Provided information —
=-=-=-=-=
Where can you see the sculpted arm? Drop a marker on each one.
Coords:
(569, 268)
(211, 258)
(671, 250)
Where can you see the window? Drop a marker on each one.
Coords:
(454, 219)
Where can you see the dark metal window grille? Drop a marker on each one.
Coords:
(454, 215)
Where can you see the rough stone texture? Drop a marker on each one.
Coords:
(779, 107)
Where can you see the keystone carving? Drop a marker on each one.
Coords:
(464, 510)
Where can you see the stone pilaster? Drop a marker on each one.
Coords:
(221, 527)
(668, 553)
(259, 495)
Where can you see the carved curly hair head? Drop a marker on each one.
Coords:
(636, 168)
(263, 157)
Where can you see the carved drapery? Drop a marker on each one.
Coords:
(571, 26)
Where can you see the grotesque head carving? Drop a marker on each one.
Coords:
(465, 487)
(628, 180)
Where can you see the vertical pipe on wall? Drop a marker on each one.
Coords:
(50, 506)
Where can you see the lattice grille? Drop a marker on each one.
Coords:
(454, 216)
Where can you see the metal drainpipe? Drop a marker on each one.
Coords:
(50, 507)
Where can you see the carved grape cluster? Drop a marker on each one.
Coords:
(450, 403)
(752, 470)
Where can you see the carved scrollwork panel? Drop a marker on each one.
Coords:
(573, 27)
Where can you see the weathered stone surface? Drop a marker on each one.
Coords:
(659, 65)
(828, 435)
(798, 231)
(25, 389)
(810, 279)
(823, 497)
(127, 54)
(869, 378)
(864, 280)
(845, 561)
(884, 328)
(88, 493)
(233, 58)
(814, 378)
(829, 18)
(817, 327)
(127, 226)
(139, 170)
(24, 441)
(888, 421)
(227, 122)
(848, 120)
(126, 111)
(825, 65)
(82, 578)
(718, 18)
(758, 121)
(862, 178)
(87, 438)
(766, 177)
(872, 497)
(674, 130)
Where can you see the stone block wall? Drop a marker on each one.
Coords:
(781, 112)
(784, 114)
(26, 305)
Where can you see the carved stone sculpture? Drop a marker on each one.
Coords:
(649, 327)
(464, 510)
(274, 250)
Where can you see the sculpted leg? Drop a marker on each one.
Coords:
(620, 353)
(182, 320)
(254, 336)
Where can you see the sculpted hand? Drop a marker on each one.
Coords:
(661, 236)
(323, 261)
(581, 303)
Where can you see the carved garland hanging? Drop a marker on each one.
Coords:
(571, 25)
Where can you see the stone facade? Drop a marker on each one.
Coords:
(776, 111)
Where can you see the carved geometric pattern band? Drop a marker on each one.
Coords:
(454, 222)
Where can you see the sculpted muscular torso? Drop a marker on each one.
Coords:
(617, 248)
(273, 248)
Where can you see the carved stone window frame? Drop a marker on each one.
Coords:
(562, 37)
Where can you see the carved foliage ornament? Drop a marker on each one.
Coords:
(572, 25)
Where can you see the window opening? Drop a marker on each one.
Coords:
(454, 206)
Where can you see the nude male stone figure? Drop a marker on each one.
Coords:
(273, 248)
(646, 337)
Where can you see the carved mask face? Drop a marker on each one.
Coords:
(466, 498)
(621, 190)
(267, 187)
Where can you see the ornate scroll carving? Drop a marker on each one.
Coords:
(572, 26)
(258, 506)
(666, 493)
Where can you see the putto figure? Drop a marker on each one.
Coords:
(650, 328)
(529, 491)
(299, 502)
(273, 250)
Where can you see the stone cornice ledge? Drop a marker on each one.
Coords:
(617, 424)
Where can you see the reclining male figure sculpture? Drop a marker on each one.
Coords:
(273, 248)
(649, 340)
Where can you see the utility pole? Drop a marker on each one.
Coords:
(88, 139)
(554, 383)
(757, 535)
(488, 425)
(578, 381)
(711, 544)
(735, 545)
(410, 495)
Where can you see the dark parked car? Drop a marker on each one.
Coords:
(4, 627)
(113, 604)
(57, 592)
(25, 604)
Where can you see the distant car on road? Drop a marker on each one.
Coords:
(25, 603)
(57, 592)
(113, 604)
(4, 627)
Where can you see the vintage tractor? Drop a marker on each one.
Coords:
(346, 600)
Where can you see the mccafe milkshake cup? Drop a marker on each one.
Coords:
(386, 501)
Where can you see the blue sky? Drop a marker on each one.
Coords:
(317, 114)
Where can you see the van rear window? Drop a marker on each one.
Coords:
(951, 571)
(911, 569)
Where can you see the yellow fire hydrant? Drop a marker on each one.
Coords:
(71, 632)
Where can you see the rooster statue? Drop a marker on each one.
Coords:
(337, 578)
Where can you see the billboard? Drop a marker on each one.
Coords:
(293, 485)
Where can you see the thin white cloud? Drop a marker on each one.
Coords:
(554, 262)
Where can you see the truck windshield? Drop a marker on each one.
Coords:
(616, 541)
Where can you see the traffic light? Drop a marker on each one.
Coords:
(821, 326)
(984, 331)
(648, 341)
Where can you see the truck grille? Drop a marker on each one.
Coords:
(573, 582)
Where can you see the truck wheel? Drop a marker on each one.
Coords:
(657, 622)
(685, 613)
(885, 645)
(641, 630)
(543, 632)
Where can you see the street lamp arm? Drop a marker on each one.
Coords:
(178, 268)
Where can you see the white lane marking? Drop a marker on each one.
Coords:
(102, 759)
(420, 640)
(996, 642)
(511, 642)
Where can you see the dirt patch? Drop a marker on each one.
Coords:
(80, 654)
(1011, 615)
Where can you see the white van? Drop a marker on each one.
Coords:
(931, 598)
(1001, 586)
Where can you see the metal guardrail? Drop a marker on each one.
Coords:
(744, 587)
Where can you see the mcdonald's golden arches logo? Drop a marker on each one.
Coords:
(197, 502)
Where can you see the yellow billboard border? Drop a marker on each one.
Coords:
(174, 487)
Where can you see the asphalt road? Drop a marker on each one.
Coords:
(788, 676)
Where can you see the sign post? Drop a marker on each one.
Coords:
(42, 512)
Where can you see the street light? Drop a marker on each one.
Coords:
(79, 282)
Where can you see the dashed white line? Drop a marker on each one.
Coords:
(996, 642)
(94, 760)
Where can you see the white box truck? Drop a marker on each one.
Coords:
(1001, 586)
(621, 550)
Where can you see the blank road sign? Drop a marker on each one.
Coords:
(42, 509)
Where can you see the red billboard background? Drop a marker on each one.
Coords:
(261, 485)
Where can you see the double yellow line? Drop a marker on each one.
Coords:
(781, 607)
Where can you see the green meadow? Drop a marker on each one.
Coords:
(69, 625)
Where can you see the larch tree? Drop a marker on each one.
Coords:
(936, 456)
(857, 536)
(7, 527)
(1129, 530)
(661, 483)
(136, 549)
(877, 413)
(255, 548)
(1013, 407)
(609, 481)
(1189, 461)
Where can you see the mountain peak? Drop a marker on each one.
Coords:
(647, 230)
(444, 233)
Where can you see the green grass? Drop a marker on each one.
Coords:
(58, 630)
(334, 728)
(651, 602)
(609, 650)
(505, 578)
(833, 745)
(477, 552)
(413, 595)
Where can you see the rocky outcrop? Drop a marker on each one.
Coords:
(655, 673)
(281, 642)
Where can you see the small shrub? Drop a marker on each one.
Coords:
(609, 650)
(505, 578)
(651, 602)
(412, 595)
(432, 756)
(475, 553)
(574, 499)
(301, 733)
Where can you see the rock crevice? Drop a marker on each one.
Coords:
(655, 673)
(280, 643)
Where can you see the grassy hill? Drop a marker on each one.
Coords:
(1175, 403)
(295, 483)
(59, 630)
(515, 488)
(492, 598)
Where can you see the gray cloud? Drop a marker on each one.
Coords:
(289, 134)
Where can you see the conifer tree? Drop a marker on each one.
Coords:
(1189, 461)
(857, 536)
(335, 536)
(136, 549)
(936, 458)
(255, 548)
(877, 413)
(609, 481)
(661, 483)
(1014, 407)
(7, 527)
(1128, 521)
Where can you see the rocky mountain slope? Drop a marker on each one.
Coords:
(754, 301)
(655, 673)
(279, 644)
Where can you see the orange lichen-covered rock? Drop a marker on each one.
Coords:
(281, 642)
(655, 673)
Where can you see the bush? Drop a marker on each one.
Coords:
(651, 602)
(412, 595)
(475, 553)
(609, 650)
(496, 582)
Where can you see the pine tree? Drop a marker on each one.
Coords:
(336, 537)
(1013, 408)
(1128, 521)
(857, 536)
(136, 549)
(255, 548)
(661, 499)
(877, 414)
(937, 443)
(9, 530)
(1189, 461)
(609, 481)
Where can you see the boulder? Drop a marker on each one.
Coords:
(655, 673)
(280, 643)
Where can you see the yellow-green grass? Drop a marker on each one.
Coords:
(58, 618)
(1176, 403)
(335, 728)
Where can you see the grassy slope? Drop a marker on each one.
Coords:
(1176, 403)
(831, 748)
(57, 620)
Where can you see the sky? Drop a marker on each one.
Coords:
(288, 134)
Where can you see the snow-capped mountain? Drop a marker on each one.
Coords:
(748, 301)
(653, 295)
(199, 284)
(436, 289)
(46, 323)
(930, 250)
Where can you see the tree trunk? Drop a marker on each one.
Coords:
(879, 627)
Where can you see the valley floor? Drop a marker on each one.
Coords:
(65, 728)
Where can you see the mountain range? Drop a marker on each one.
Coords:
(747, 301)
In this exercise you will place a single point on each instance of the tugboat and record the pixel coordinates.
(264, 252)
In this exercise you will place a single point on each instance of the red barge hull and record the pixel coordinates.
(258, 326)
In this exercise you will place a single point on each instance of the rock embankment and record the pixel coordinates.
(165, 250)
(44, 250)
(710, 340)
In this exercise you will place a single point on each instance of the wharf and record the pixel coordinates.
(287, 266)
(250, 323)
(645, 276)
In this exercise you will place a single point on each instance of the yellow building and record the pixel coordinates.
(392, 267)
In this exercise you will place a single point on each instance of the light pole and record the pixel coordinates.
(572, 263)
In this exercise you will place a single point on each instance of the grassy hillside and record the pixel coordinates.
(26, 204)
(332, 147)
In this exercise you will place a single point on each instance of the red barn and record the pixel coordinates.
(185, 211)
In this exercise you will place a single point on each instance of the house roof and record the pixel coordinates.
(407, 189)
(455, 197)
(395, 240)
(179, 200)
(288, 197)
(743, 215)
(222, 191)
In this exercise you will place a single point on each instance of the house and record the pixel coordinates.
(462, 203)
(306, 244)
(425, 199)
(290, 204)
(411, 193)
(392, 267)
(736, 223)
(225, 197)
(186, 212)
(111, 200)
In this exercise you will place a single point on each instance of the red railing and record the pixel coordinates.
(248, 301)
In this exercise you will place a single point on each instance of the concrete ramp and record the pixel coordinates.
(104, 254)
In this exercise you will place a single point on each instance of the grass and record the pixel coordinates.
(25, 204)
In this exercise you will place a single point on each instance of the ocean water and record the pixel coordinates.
=-=-=-=-=
Aim of the task — In the records above, tally the lines where the word "metal" appears, and give the number and nothing else.

Solution to this task — 3